__What needs to be done__
Copy out every line of the data that has the word "giant" somewhere in it.
[Data to process Boundary: Start]
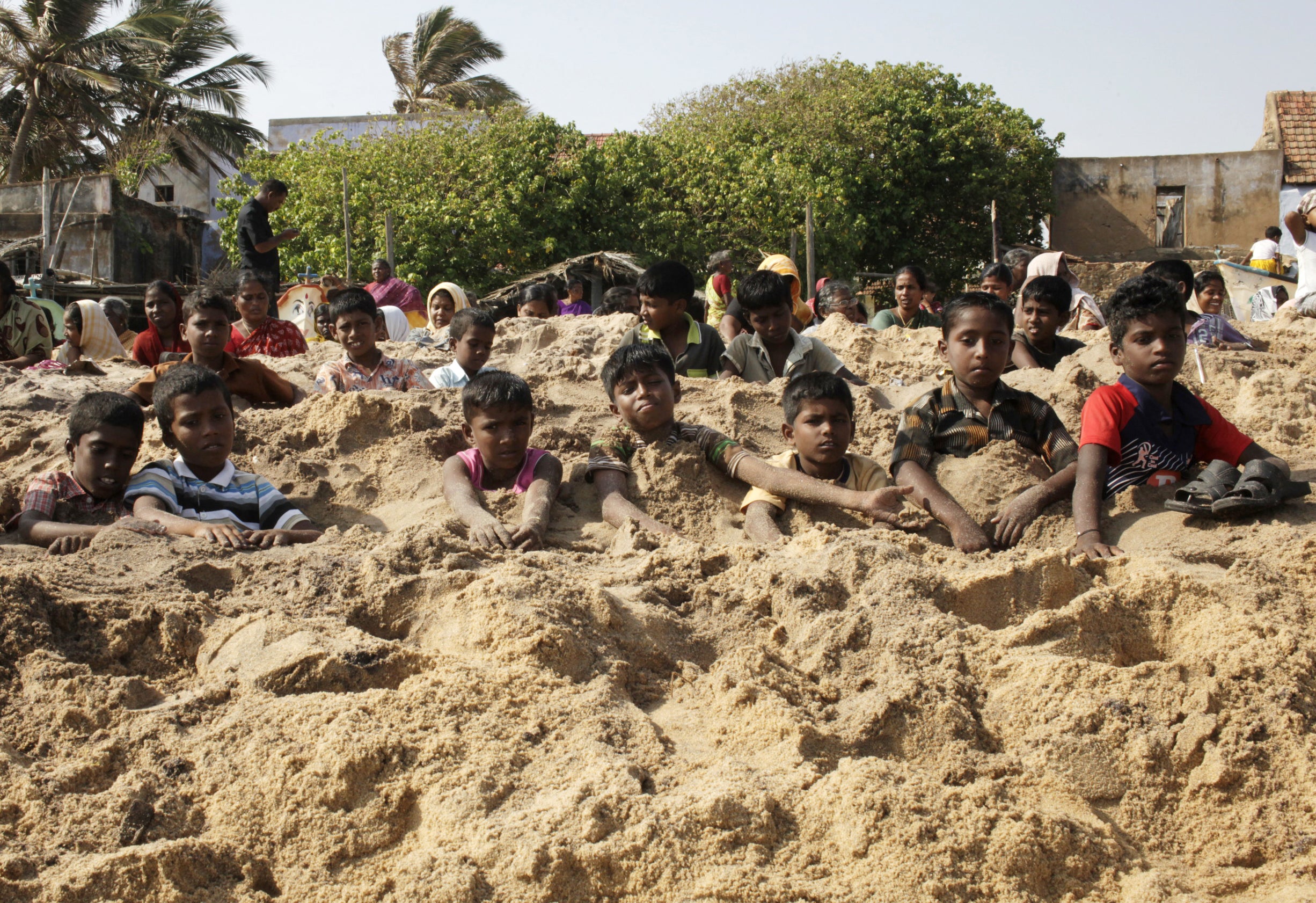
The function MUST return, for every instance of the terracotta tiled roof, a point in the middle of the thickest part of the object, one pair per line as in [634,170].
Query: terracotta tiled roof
[1297,111]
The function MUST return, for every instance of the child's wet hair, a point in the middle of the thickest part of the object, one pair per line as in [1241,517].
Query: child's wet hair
[206,299]
[1142,298]
[540,292]
[615,299]
[1052,290]
[670,281]
[104,410]
[352,301]
[1206,278]
[1173,272]
[467,319]
[764,289]
[185,380]
[495,389]
[641,357]
[968,302]
[815,388]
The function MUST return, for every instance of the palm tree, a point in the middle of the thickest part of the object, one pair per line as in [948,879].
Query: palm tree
[62,63]
[432,65]
[179,100]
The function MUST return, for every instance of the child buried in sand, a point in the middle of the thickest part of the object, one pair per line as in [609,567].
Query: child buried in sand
[774,349]
[63,511]
[1146,428]
[357,327]
[499,420]
[642,390]
[973,409]
[819,412]
[200,493]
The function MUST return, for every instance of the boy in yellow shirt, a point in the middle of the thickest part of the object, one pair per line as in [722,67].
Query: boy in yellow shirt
[819,414]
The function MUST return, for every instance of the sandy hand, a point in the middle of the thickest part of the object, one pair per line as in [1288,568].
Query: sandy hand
[887,505]
[1017,516]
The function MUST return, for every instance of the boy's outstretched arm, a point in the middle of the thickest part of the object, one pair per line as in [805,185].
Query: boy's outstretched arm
[616,507]
[761,523]
[36,528]
[1257,453]
[485,528]
[539,505]
[1087,503]
[928,496]
[1028,505]
[881,505]
[148,507]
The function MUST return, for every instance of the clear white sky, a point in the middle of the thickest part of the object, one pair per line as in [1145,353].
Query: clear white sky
[1117,78]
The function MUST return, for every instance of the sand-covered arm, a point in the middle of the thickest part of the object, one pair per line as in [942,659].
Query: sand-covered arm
[1089,486]
[882,505]
[616,507]
[539,505]
[928,496]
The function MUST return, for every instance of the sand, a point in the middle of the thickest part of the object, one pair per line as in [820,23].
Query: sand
[854,714]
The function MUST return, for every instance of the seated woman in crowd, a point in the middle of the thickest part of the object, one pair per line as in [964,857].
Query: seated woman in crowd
[390,292]
[257,332]
[445,301]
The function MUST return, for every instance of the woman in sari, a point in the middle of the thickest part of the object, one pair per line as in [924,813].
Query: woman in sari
[445,301]
[162,335]
[390,292]
[257,332]
[87,335]
[1085,312]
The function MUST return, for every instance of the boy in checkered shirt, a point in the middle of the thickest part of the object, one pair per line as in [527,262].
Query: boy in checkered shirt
[65,511]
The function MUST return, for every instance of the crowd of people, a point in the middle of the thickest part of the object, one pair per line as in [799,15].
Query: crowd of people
[1144,428]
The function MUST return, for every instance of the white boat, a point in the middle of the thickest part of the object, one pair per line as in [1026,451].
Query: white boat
[1242,282]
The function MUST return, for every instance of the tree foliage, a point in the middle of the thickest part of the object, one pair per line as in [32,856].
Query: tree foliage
[435,66]
[902,164]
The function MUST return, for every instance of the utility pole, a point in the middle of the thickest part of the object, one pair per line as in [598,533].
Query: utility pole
[347,231]
[808,246]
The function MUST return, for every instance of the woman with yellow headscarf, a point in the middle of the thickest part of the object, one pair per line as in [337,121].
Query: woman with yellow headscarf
[445,301]
[87,335]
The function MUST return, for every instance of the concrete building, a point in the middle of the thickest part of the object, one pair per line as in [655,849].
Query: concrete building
[1290,128]
[283,133]
[1144,208]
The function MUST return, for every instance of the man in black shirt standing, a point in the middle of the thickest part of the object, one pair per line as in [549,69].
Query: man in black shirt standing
[257,243]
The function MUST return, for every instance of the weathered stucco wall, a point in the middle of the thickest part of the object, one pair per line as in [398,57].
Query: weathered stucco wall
[1106,206]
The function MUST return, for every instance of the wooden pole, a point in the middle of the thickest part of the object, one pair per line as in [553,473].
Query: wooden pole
[347,231]
[47,251]
[995,235]
[808,246]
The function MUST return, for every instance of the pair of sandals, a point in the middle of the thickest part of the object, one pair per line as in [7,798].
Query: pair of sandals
[1223,491]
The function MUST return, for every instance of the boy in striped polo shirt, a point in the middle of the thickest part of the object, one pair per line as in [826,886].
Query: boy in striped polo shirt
[200,493]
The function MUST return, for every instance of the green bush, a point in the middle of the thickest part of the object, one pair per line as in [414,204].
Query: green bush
[901,162]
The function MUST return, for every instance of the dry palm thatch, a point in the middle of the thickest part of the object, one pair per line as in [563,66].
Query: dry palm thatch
[433,65]
[616,269]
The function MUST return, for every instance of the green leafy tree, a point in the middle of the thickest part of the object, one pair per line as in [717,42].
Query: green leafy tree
[186,95]
[59,59]
[433,65]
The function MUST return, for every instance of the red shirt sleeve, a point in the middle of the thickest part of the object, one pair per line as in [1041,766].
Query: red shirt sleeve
[1220,439]
[1106,412]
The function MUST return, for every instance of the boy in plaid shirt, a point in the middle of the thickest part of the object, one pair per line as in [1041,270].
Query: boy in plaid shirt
[973,409]
[63,511]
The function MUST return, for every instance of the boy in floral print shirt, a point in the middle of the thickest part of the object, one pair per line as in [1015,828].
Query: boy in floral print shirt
[363,366]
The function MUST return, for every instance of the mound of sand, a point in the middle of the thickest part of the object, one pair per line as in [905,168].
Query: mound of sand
[854,714]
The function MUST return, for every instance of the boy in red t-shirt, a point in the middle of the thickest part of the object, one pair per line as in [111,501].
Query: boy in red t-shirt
[1146,428]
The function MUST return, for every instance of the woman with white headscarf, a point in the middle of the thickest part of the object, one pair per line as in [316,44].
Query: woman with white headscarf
[1302,227]
[395,323]
[445,301]
[1085,312]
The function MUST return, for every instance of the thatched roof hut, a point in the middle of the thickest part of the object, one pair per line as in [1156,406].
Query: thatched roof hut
[601,272]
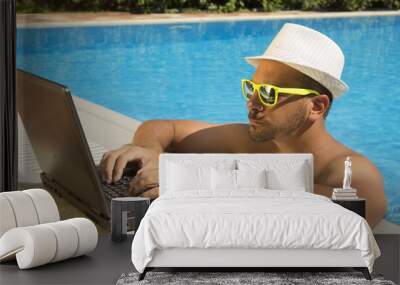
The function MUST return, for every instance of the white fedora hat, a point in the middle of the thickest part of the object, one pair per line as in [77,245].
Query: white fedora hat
[309,52]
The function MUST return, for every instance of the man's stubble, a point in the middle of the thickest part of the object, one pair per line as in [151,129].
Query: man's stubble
[290,125]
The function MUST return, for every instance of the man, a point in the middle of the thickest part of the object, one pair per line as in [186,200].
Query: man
[289,97]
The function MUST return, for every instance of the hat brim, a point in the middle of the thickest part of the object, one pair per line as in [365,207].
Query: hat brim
[336,86]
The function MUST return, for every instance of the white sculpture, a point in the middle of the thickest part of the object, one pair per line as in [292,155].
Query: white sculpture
[347,173]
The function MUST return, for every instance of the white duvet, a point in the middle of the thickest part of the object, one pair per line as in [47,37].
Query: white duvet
[252,218]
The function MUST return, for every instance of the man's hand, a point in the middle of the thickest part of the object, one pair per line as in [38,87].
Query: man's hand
[145,182]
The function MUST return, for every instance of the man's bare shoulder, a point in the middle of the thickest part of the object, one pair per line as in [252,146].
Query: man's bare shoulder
[199,136]
[364,171]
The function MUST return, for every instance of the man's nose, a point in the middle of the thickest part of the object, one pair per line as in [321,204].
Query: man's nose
[254,102]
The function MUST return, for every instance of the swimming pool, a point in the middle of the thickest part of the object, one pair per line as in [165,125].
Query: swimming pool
[193,71]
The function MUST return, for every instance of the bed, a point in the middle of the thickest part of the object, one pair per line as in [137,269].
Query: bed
[246,211]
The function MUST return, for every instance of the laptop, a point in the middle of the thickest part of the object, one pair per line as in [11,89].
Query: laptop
[53,127]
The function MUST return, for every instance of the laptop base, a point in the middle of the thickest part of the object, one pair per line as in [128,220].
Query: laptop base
[52,185]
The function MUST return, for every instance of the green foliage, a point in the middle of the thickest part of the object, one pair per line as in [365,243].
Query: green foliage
[225,6]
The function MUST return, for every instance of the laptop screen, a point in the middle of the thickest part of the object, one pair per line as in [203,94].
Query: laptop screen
[52,124]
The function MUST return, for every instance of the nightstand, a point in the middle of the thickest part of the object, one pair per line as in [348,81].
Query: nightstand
[356,205]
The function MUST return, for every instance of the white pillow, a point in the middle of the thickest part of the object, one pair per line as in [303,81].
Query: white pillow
[281,174]
[223,179]
[293,180]
[251,178]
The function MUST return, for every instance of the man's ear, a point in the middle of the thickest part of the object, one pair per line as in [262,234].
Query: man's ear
[319,105]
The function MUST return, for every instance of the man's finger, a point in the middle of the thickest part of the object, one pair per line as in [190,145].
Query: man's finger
[153,193]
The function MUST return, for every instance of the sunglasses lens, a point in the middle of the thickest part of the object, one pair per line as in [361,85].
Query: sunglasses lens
[267,94]
[248,89]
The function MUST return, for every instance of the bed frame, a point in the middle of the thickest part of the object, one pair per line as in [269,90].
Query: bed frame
[259,259]
[240,259]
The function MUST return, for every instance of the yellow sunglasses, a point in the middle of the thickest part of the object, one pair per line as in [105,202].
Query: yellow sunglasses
[268,93]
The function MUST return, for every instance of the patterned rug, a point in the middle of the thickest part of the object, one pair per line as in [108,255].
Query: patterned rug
[242,278]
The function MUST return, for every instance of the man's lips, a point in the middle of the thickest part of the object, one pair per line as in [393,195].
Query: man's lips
[255,121]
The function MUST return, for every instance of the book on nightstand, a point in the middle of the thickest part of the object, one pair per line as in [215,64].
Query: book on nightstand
[344,194]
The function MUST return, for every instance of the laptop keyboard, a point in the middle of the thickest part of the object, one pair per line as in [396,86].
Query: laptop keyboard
[117,189]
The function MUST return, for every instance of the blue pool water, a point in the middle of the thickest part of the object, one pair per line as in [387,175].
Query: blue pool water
[193,71]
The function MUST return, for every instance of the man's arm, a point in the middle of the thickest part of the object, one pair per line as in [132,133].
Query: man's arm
[198,137]
[368,181]
[156,136]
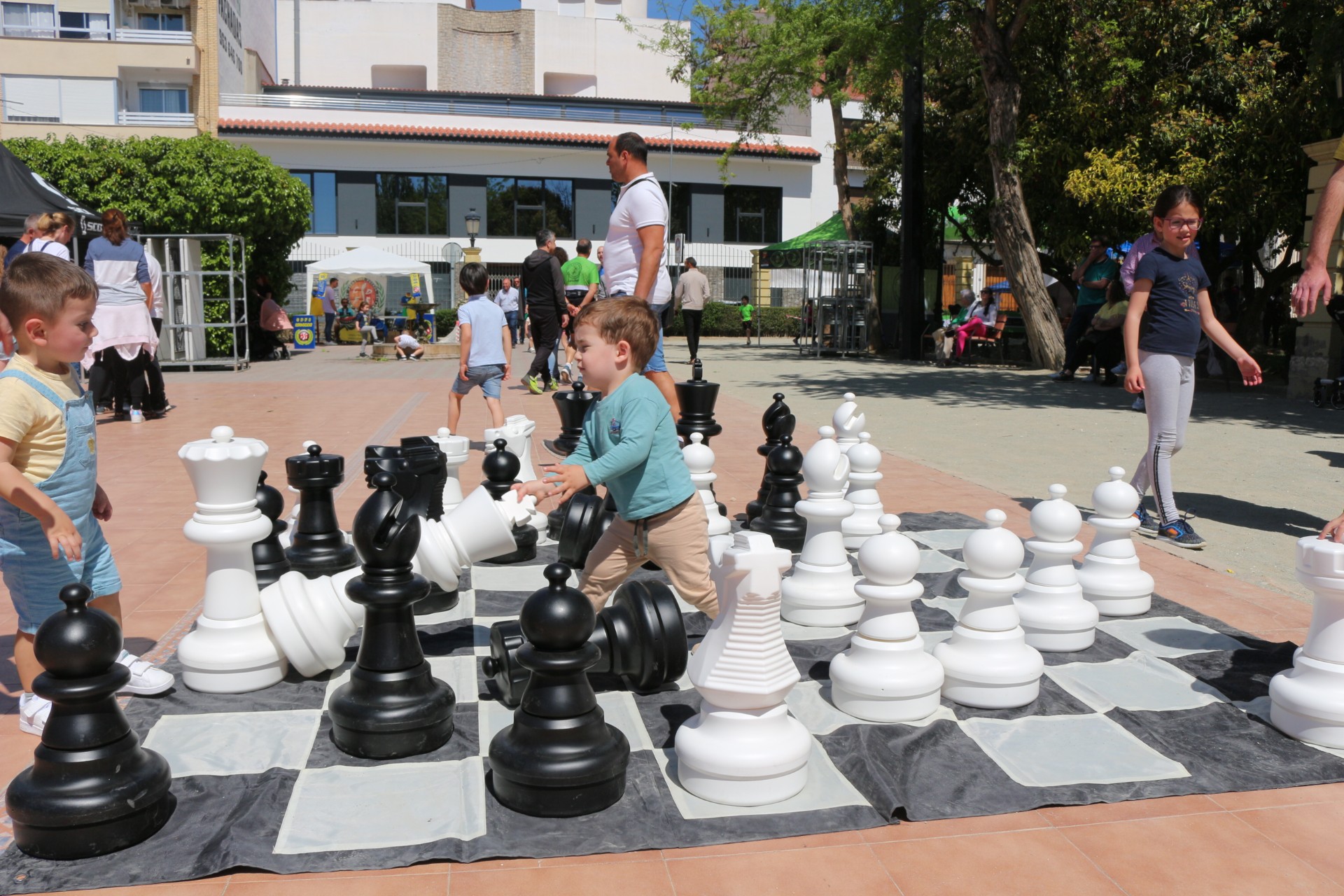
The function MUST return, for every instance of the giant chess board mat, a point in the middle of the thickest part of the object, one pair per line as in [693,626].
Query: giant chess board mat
[Data to process Boundary: End]
__Answer for the task__
The function MUST return, for every instance of the giant chess board mat, a point in the middle of the thickest part of the object, one pair per line as in [693,626].
Query: giant chess board mat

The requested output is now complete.